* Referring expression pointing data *
_ _ _

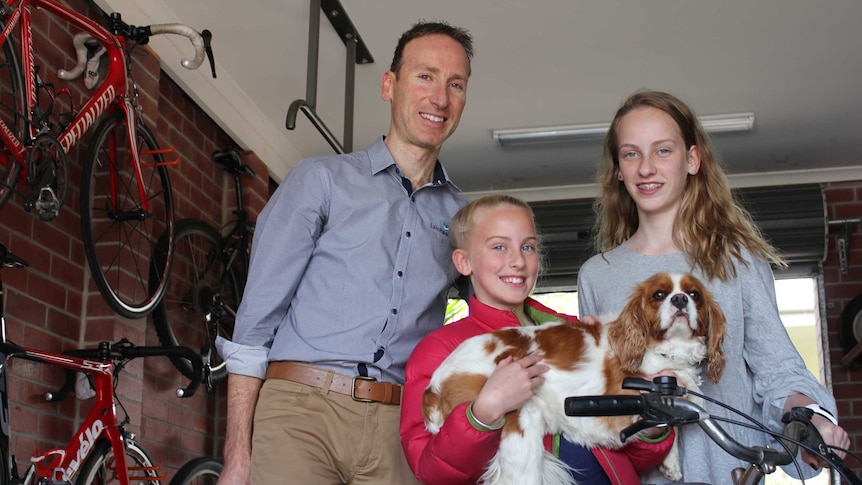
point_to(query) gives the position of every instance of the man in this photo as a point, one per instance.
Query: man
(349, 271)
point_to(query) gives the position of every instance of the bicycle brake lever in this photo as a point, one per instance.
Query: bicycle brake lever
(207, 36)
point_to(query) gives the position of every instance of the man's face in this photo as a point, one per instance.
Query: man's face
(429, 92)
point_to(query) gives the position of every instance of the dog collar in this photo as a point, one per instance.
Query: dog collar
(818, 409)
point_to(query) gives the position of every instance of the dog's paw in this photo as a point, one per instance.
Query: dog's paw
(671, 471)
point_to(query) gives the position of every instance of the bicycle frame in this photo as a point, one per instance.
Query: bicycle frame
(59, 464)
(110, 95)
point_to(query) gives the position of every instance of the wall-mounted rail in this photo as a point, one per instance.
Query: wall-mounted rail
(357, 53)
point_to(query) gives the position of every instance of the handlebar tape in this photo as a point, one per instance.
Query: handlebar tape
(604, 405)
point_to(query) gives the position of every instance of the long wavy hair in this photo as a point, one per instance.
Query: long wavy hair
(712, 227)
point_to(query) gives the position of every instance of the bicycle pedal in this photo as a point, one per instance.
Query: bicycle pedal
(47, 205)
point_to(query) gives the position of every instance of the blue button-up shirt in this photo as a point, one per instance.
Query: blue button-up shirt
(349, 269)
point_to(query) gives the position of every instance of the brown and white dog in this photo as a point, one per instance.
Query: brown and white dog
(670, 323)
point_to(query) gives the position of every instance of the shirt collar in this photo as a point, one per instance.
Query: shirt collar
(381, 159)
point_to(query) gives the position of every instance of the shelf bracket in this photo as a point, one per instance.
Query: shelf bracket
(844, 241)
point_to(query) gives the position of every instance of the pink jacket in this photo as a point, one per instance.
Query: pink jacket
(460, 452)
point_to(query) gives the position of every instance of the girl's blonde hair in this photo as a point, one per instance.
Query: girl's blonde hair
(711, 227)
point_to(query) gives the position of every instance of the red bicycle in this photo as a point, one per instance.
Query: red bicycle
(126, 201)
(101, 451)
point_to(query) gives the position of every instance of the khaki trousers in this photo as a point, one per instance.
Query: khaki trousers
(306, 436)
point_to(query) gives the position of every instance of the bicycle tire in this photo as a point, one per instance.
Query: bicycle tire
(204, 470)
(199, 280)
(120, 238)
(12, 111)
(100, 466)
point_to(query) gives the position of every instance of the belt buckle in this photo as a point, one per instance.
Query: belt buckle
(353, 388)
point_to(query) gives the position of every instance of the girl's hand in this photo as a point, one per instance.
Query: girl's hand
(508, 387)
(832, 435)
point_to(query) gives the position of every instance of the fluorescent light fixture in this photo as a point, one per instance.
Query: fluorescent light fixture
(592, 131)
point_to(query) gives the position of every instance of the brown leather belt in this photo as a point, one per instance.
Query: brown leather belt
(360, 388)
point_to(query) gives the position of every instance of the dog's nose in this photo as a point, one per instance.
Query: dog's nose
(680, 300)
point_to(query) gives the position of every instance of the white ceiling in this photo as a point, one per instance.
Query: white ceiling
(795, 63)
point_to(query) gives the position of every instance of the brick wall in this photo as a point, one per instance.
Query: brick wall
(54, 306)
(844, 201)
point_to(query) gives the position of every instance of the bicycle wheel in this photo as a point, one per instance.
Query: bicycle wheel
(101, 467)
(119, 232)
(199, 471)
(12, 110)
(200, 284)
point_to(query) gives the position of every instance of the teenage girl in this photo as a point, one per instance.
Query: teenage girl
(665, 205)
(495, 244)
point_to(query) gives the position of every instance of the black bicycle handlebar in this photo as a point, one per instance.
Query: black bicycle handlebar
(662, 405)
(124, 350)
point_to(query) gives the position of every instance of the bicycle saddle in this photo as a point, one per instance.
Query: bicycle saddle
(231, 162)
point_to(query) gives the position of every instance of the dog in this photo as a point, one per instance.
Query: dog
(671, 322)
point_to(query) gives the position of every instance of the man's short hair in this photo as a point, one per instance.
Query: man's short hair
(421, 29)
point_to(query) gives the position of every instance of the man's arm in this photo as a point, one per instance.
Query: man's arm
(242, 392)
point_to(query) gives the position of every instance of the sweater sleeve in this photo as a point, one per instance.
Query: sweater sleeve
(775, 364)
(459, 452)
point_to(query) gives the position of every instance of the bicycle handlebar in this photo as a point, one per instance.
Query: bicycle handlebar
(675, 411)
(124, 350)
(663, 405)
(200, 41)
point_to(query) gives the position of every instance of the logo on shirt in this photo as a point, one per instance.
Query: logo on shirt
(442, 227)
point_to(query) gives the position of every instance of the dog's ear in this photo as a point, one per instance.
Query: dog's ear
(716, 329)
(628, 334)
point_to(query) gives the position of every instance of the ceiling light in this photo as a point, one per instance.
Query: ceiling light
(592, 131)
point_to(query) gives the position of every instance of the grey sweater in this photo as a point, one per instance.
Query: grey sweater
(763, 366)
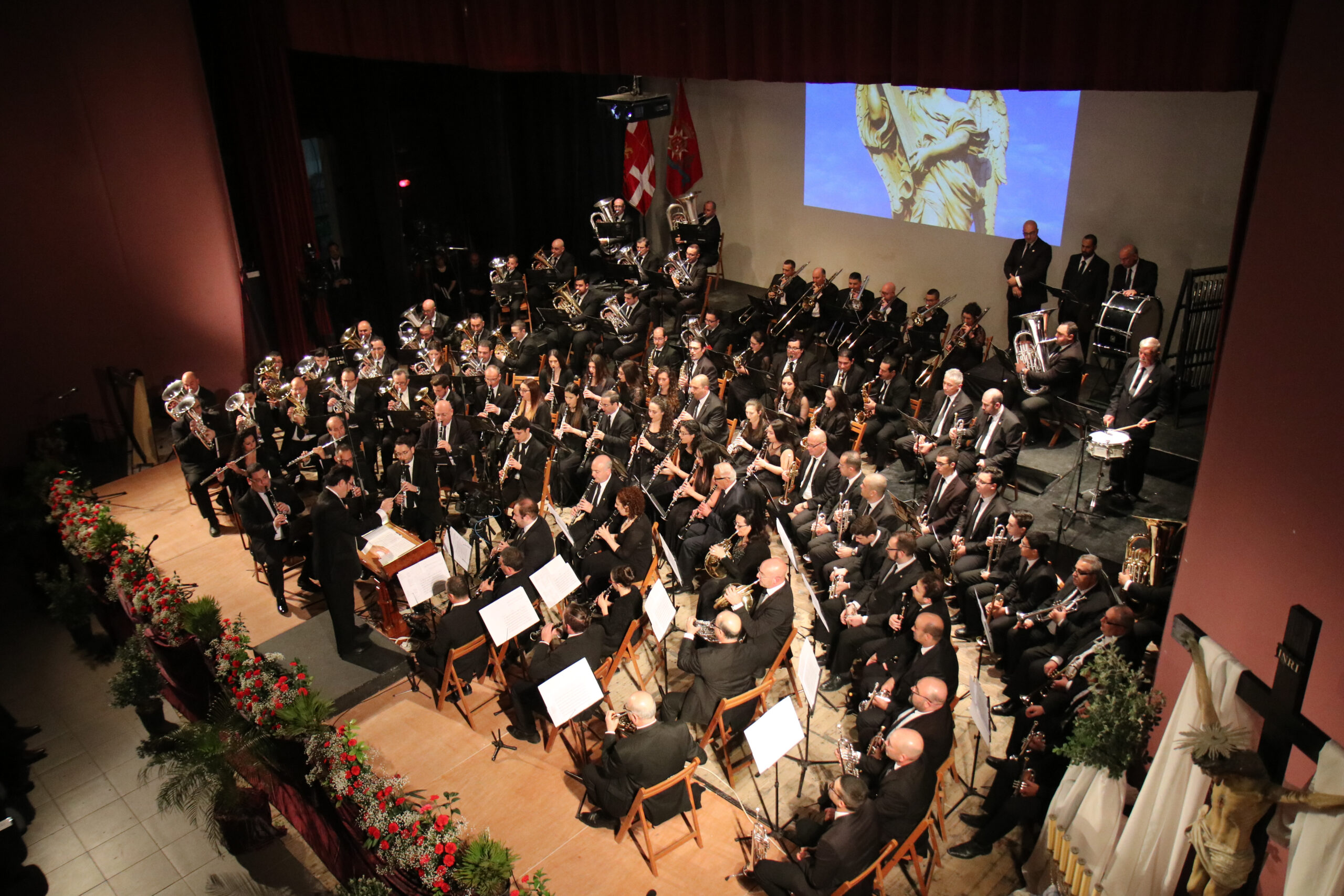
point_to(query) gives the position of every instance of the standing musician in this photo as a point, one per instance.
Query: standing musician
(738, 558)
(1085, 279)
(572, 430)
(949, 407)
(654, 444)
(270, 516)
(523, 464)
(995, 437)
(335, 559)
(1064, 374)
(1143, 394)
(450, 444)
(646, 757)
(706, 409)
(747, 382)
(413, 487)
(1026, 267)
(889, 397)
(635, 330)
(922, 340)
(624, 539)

_ _ _

* WHAT TO DO *
Repeat all of the data above word for word, minus the pictures.

* EXERCISE RESULT *
point_to(query) gives the position of every instance of the man in this photo as a point, one per instance.
Query: man
(349, 271)
point_to(query) gives the position of every instance of the bicycle brake lever in this photo as a point, one per instance.
Query: bicycle brake lever
(207, 36)
point_to(query) gives the position of every instance of the man's face in this photo as a point, one per instance.
Query: man's face
(429, 92)
point_to(query) gives the position of every instance of the dog collar in this photo as a point, one per instance.
Query: dog collar
(818, 409)
point_to(query) gives the position of every instance of the dog's paw in this photo as a point, one per instance.
Query: dog's paw
(671, 471)
point_to(query) gives the position of every instance of the bicycle frame in this photo as a point, one per instance.
Query: bicycle frame
(59, 464)
(110, 95)
point_to(query) gives the position of every instance of the wall-mounted rail in this photo as a point, one per instance.
Query: wall-mounted rail
(357, 53)
point_to(query) gives the position of every instance of the handlebar tape in this photo as a point, one per instance.
Query: handlebar tape
(604, 405)
point_to(query) gives the position of every instance of the long wavy hair in this photo as a point, one per instance.
Query: long wavy hair
(712, 227)
point_to(query) gives the position of every instance of the bicycle pedal in this photo as a point, one per instance.
Query: bicycle pedal
(47, 205)
point_to(query) gives the position of every instance of the blue button-up shirt in this photo as a point, one per instance.
Query: blue button-up shirt
(349, 269)
point_to(query) gives the position of every instance of the brown and white dog in this photo as a point, one per instance.
Query: brown and white dog
(670, 323)
point_to(query) gives the position of every instance of the shirt collar in this photo as a point, one per instance.
Query: shirt collar
(381, 159)
point_to(query) gives the position of every instance of the shelf bracket in this photo as a point, one per instance.
Query: shelf bracket
(844, 241)
point_to(query) gives the position of every instance of the pink jacket in this photo as a point, one per instance.
Query: pink jacket
(460, 452)
point_to(query) gives the position of every instance of the girl's blonde hair in this photo as a point, one per instance.
Query: girl's blonde hair
(711, 227)
point_to(query) gives the position of every instance of the red bicycle in this photo as a point, one per instance.
Query: red bicycle
(126, 201)
(101, 451)
point_to(query) gives the position of every instance of the khaki trousers in this photo as a point, one per instance.
Query: khaki trousers
(306, 436)
point_to(query) gives the position of every instance of the bicycle tire in this photo as a point, one per instance.
Query: bicycle tire
(204, 470)
(199, 280)
(120, 238)
(12, 111)
(100, 466)
point_to(query) gives the position of every instance of the belt buckle in this photo as a point, one per instance.
Query: belt buckle
(353, 388)
point_to(query) gives the position of every instance of the girl's hand in this photo as a point, one per instance.
Query: girl's hand
(508, 387)
(832, 435)
point_to(query) gives the position of every instance of the fluorescent light fixture in this photo as a point, one per instance.
Query: fluorescent light fixture
(592, 131)
point_to(query) gives the position of every instance of the brown leather belt in this photo as a point, one per instance.
Query: brown leather belt
(360, 388)
point_to(query) gives the position of every instance of the dog's nose in this photo as a point, one per instance.
Query: dog's nose
(680, 300)
point_to(query) gives the position of every instance of the white ceiling in this photo as a point, one per instance.
Query: white ceiling
(795, 63)
point_to(query) gives the position of every instance of the brick wall in this photo as a point, one per instance.
Query: brick wall
(54, 306)
(844, 201)
point_to(query) gives the position of every instance of the bicycle wheel in this photo as a point, one per instance.
Query: bicycle wheel
(101, 467)
(119, 232)
(199, 471)
(12, 110)
(200, 284)
point_to(query) gives the position of every instance of the teenage girl in this photo as a point, one per instance.
Query: teenage girl
(665, 205)
(495, 244)
point_to(query) gives the position of every instance of the black bicycle handlebar in this photo as a point, one per instance.
Query: black bicycle handlebar
(662, 405)
(124, 350)
point_to(query) gives the position of every instance of the bicycle saddle in this photo as a point, one per instance.
Query: bicycle saddle
(231, 162)
point_to(query) gives the position of every instance of the dog in this photo as a point, one per instance.
Query: dog
(671, 322)
point_to(query) gives the position of every instance of the man's short hair in this photo as a point, one per instance.
Query: man's short hair
(421, 29)
point_to(query) gives the position of every instance of the man's arm in this photo as a point, one per instance.
Query: man's arm
(242, 392)
point_to(query) gives the position of every instance of the sweater sleeve in this photo as a point, one per instance.
Query: sweater sleeve
(775, 364)
(459, 452)
point_to(query) gives the position of every instance of the bicycle handlebar in this photo as a point, one per instance.
Query: bicycle handlebar
(675, 411)
(124, 350)
(663, 405)
(200, 41)
point_to(query) gives the position of every instance of the logo on shirt in this photo as a point, one per instance.
Query: logo on shirt
(442, 227)
point_to(query) gives the position of every instance of the dog's ear in this photo as a point, one per instance.
Query: dog's ear
(716, 329)
(628, 334)
point_to(query) gives the position of every instance of the ceiling light in this photo as a point, one per instance.
Query: ceiling light
(592, 131)
point_to(query) gives the position of every instance of the grey sweater in this photo as a point, one per instance.
Query: grey sweater
(763, 366)
point_to(query) gives the position of every instance of the standing musician in this photo as a point, one per instance.
Query: standing musician
(738, 558)
(1085, 279)
(572, 430)
(949, 407)
(654, 444)
(270, 516)
(523, 464)
(995, 437)
(335, 559)
(1064, 374)
(1143, 394)
(450, 444)
(646, 757)
(706, 409)
(747, 382)
(413, 487)
(1026, 267)
(889, 397)
(635, 330)
(922, 340)
(624, 539)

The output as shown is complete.